__SET PROBLEM 1__: According to the article on Mattis and McMasters, who does McMasters's thesis on Vietnam place the blame on?
__SET PROBLEM 2__: Extend the article on Mattis and McMasters, starting after its final sentence.

__QUOTED PASSAGE__:

General Knowledge: Clint Watts on the Limits of Mattis and McMasters

 

Image result for mattis and mcmasters

You’d be hard-pressed to find a bigger gap in temperament or intellect. 

The choice of H.R. McMasters to replace Michael Flynn has been widely praised, but there are some limitations in the new Cabinet.

 

Even as someone with no military experience, the name H.R. McMasters was legendary, evoking the straight-talking warrior scholar, someone who cut through politics and defied conventional wisdom, and whose singular brilliance and unconventional thinking single-handedly forced the Army to fix its sclerotic system of awarding stars (as detailed here by Fred Kaplan). His name was almost a byword for thinking outside the box, but unlike many men (military and otherwise), he was able to see the flaws in his own institution. His first made his name by standing up to conventional wisdom, writing a thesis in which the blame for Vietnam was shifted from cowardly civilians and a fifth-columnist media and Jane Fonda and placed on the unwillingness of careerist generals to tell the truth. That took guts.

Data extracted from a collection

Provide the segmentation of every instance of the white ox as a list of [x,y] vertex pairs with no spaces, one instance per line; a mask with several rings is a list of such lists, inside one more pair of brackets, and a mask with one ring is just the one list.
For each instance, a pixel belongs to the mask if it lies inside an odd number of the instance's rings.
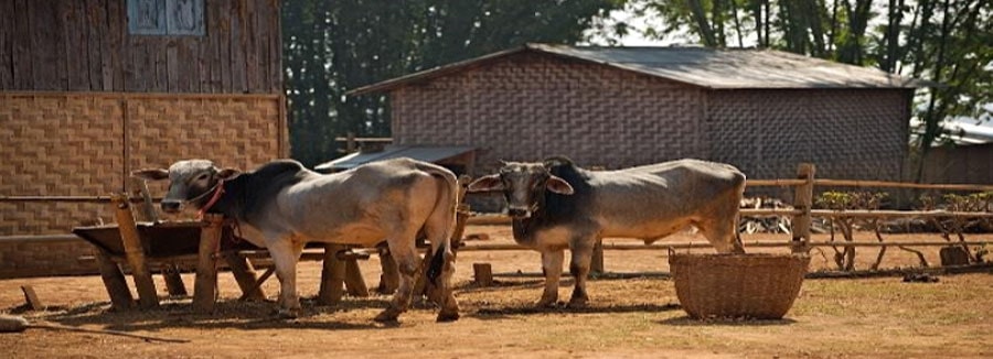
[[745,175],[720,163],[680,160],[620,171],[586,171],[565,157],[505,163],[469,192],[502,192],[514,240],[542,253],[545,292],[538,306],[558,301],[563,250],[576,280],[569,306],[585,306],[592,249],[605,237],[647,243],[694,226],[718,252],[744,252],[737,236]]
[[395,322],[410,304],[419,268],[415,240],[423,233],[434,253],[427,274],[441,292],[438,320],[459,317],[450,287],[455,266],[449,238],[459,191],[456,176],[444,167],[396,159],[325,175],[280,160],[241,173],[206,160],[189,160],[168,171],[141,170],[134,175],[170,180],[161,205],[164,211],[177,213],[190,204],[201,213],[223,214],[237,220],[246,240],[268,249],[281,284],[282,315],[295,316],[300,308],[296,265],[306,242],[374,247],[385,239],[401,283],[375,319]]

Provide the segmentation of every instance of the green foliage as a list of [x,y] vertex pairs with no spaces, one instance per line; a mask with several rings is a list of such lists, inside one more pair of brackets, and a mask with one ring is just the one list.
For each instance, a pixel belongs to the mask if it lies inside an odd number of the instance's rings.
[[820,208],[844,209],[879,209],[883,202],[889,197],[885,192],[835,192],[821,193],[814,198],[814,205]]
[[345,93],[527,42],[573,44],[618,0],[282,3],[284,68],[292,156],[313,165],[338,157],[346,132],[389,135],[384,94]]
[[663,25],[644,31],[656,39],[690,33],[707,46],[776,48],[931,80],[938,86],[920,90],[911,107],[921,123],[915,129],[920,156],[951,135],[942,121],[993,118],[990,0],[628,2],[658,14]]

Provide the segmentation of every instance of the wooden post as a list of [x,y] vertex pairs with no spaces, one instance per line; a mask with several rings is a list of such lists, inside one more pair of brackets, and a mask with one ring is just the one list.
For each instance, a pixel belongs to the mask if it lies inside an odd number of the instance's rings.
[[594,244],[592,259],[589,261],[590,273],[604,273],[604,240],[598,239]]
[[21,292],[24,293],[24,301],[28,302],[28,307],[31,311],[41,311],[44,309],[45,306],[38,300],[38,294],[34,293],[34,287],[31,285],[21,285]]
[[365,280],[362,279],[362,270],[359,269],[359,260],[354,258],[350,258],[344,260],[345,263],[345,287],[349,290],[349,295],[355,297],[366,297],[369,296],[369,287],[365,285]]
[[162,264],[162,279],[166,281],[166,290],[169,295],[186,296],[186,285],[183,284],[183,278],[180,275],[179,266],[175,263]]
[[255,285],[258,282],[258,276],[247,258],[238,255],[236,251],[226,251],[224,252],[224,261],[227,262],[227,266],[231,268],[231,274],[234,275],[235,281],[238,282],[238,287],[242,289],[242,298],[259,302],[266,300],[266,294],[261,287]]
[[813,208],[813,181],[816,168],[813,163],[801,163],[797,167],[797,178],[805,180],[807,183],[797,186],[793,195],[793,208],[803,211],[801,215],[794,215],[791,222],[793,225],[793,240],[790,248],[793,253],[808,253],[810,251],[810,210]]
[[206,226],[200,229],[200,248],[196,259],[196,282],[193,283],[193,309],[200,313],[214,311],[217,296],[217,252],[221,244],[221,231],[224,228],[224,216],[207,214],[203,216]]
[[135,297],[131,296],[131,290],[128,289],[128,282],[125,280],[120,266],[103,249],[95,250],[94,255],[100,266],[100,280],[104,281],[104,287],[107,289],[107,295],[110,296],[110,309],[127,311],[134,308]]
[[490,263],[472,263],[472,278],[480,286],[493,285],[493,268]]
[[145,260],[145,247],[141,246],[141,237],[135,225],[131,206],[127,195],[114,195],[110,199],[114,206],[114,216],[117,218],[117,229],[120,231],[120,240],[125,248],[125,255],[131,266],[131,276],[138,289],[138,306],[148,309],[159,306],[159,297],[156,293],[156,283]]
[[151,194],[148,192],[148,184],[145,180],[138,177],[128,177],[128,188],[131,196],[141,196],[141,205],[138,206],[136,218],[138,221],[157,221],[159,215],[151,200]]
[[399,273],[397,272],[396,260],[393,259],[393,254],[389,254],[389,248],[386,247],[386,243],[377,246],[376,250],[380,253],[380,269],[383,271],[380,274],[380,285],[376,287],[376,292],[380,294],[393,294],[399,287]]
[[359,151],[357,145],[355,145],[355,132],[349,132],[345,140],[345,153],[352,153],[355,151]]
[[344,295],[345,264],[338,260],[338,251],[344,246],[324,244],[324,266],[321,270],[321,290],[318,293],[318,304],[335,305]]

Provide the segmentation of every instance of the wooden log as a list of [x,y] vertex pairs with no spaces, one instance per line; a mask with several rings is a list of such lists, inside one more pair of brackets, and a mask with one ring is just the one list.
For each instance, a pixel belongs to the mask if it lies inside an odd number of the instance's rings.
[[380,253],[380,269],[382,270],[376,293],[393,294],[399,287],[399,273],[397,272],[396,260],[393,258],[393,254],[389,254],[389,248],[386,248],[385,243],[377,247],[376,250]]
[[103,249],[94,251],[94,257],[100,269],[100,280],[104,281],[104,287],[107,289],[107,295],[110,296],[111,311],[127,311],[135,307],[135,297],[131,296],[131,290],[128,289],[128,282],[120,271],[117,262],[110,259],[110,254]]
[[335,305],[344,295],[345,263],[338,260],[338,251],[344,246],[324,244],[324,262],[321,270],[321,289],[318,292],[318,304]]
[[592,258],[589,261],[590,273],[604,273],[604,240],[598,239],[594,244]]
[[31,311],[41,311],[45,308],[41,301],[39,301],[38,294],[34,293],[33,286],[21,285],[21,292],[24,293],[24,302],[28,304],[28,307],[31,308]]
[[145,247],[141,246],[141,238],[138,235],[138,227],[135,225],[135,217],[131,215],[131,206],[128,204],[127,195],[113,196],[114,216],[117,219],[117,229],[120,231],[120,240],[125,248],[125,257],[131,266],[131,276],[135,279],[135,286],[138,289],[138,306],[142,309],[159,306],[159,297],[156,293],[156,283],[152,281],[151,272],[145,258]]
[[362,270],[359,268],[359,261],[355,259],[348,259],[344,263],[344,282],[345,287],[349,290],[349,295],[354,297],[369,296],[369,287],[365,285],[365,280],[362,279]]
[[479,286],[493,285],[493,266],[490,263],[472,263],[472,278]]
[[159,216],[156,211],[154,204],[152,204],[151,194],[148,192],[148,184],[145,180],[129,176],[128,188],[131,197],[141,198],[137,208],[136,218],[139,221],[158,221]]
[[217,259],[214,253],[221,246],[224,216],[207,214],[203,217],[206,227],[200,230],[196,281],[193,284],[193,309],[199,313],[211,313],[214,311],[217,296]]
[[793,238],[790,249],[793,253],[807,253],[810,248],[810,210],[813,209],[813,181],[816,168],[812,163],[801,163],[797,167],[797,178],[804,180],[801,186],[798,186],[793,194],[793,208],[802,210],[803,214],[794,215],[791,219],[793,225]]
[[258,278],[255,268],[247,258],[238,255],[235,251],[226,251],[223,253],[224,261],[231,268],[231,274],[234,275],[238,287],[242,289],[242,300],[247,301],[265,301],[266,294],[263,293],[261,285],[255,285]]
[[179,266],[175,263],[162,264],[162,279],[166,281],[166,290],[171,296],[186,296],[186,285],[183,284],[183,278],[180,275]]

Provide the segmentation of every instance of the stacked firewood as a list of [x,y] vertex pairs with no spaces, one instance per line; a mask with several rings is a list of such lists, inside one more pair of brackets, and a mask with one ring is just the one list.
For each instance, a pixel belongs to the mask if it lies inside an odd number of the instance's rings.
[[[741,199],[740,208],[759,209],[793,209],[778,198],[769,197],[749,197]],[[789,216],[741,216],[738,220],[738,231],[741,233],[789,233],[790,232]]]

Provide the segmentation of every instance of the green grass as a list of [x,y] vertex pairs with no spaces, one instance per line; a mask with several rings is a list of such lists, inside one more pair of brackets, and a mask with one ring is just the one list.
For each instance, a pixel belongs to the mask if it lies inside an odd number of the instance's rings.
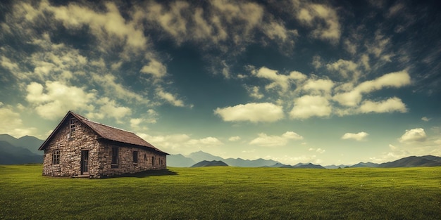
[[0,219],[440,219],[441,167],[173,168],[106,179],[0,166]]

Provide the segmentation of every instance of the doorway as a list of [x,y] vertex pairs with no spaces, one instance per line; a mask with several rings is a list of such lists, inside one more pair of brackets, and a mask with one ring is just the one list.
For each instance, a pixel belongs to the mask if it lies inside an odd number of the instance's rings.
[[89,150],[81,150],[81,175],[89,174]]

__TASK OUTPUT 1__: It places the blame on careerist generals who were unwilling to tell the truth.

__TASK OUTPUT 2__:
That’s why the choice of this most unconventional soldier, who also essentially cooked up the strategy that became the Surge (i.e. don’t treat every Iraqi like the enemy, and don’t just fly into a city, kill some bad guys, and leave), to replace the paranoid Russophile Micahel Flynn was greeted with universal praise.

No one doubts McMasters’s inherent independence. There are doubts about whether he can pick his own staff, whether the Bannon/Miller/Gorka axis and the “Strategic Initiative Group” will have more power and influence than the NSC, and whether, as someone still in uniform, he has the power to stand up to the civilian head of armed forces, but no one can imagine he went into this blind. And that, in and of itself, is good news.

Combined with Mattis, and Kelley, it’s hard to imagine a more qualified group. In this, and only in this, is Trump’s self-proclaimed ability to hire the best people and be an amazing leader given any credence. But even here, it is clear that he is making choices based on how it will reflect on him: this scion of unearned wealth and privilege, who graduated college in 1968 and immediately went into maximizing his wealth, wants to be surrounded by real tough men, thinking it will reflect on him.

Ah, but even then, one could say, at least he has the right people. Even if their hiring was essentially narcissism, a reality show where the host is the winner, it ended up picking two men of unquestioned intelligence and vision. And that’s true! But there are limits to even this approach. In a sharp essay at FPRI, Clint Watts details the essential flaw in the plan.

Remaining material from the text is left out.